[Some records]
"""
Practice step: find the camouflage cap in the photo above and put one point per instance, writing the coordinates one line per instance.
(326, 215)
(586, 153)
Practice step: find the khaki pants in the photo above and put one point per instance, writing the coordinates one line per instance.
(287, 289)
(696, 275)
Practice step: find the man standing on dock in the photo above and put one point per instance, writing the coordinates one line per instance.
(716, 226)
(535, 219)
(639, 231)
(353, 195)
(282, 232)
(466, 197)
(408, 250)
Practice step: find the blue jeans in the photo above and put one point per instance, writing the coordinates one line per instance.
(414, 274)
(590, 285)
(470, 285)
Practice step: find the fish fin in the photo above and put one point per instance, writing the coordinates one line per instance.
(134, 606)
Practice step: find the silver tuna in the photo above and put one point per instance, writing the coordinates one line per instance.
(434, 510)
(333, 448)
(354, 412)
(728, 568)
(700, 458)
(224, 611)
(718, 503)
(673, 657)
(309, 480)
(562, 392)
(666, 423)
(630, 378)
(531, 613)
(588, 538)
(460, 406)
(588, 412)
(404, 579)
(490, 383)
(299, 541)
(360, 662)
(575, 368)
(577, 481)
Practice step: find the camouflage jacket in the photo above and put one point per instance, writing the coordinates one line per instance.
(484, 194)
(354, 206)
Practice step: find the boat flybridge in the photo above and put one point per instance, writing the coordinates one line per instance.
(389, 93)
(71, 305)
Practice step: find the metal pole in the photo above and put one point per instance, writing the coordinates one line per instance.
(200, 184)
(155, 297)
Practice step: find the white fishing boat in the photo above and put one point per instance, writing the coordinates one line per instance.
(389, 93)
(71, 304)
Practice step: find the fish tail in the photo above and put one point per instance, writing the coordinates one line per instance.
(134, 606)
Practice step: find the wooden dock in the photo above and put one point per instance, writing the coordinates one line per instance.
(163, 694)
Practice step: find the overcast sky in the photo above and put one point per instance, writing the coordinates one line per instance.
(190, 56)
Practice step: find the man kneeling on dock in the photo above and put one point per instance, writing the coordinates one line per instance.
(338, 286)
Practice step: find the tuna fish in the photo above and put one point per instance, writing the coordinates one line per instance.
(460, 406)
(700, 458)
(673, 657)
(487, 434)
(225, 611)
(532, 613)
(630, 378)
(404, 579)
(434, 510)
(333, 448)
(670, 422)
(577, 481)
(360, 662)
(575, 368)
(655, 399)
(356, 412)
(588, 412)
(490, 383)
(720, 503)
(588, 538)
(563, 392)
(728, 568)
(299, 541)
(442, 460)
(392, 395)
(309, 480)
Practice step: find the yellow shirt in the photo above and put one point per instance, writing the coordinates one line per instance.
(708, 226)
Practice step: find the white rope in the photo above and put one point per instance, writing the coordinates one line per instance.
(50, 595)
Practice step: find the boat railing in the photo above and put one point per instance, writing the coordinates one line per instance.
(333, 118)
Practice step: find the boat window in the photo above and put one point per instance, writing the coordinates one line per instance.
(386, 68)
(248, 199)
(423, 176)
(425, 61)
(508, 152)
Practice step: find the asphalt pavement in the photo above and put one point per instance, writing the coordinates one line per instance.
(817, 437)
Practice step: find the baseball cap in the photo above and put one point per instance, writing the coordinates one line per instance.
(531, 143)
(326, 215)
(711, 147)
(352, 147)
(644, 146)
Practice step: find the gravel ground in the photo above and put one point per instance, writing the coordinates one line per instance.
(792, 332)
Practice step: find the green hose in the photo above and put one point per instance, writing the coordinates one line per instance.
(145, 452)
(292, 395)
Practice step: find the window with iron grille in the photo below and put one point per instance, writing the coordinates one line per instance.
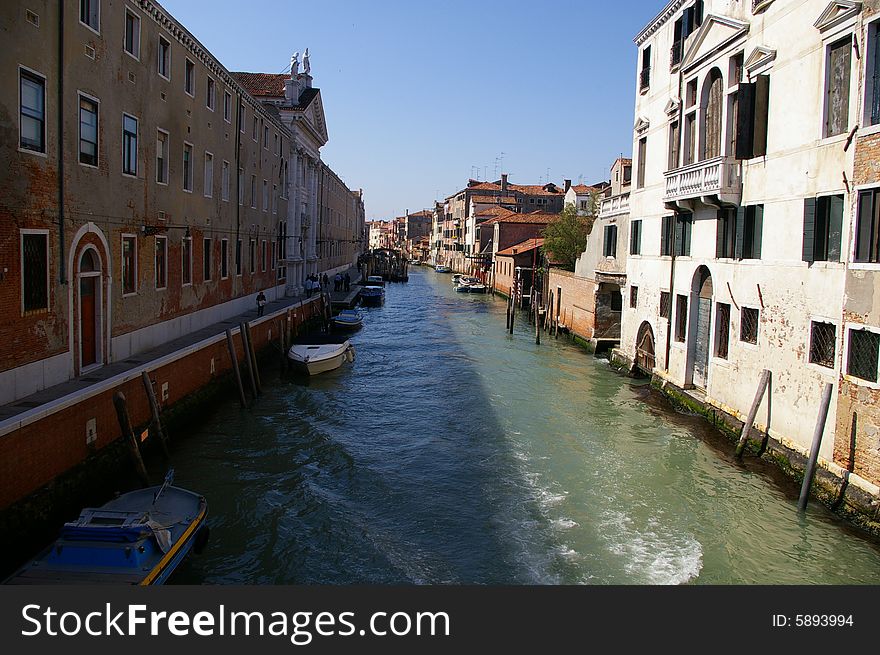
"""
■ INSTRUCTION: Reproduce all of the items above, substituting "Labeling step" for every occurrence of "Practice step" and leaving everything else unchanged. Omit the pictures from your answer.

■ THE ANSWER:
Labeling step: find the camouflage cap in the photo above and put one point per instance, writing the coordinates one line per instance.
(326, 215)
(586, 153)
Labeling step: find the khaki pants in the photo above and put one point per instance, writing the coordinates one line per instance.
(287, 289)
(696, 275)
Labeling step: find the man standing on dock in the photo above and put one point per instance, writing the coordinates one line per instance.
(716, 226)
(535, 219)
(639, 231)
(353, 195)
(282, 232)
(466, 197)
(408, 250)
Labeling step: find the blue jeans in the photo above and put one point per instance, writing the coordinates one line per instance.
(414, 274)
(590, 285)
(470, 285)
Labeling step: find the fish fin in the photo above and put one point per instance, writing the coordinates one line per instance.
(134, 606)
Labeling step: find the silver tuna in the photo above and put one point per instance, writing the coordinates one line per instance.
(434, 510)
(333, 448)
(354, 412)
(728, 568)
(700, 458)
(224, 611)
(718, 503)
(673, 657)
(309, 480)
(562, 392)
(666, 423)
(630, 378)
(531, 613)
(588, 538)
(460, 406)
(588, 412)
(404, 579)
(490, 383)
(299, 541)
(360, 662)
(575, 368)
(577, 481)
Labeling step: find the camouflage jacket in the photo above and put one point per instance, writing the coordinates one line per instance.
(484, 194)
(354, 206)
Labeling step: find the boat flybridge in the photo above and put one point per instance, writing the coordinates one line per instance.
(389, 93)
(71, 305)
Labeling step: find the metal pole in the photo above and put one point per instance, writing the coordinates one line per instance.
(200, 184)
(155, 297)
Labeling step: find the white fishing boat in the photo above and put one point per instance, writing the coordinates one line per instance.
(389, 93)
(71, 304)
Labeling step: find the fish tail in the photo above and put one point per instance, writing the coordinates one line per instance.
(134, 606)
Labeling step: find the wooden dock in the photo above and put one point per instance, writing the coordinates one line per instance.
(163, 694)
Labeling step: find the overcast sky in the photo above and put one point per instance, writing the coordinates one line per instance.
(190, 56)
Labeling step: find the man kneeling on dock in the photo above and put one point per instance, writing the coordinates one line per instance.
(338, 286)
Labeling step: find the tuna fish in the photo above and put one point per instance, writing the coordinates one line per instance.
(460, 406)
(700, 458)
(673, 657)
(487, 434)
(225, 611)
(532, 613)
(630, 378)
(404, 579)
(434, 510)
(333, 448)
(670, 422)
(577, 481)
(360, 662)
(575, 368)
(655, 399)
(356, 412)
(588, 412)
(490, 383)
(720, 503)
(588, 538)
(563, 392)
(728, 568)
(299, 541)
(442, 460)
(392, 395)
(309, 480)
Labeling step: find the yellow shirt in the photo above and put one point per instance, writing the coordinates one line per instance.
(708, 226)
Labeling step: find the white rope in the photo above and put one point per instance, writing the coordinates one line per instance.
(50, 595)
Labeling step: find the boat railing in the photo above and put one point per instance, writing the coordinates one line per instance.
(333, 118)
Labeling step: find the boat window in the photo above and put one point per instance, writing the coordinates one line per instance.
(386, 68)
(248, 199)
(423, 176)
(425, 61)
(508, 152)
Labeling step: find the asphalt pavement in the photo above and put one point per instance, writing the coordinates one line per instance.
(817, 437)
Labeling step: find the baseball cap in the photo above and put one point per instance, writing the coordinates one line per instance.
(531, 143)
(326, 215)
(711, 147)
(352, 147)
(644, 146)
Labeling step: find the gravel ground in the photo above and put one point per instance, writing the coordinates one line per instance.
(792, 332)
Labeling step: find the green hose in the photo above and put one point per instance, writing the coordinates one line per instance.
(145, 452)
(292, 395)
Labeling step: find the window with iron grille in the photo below and put one point per instance, writing the coordinates one line per instance.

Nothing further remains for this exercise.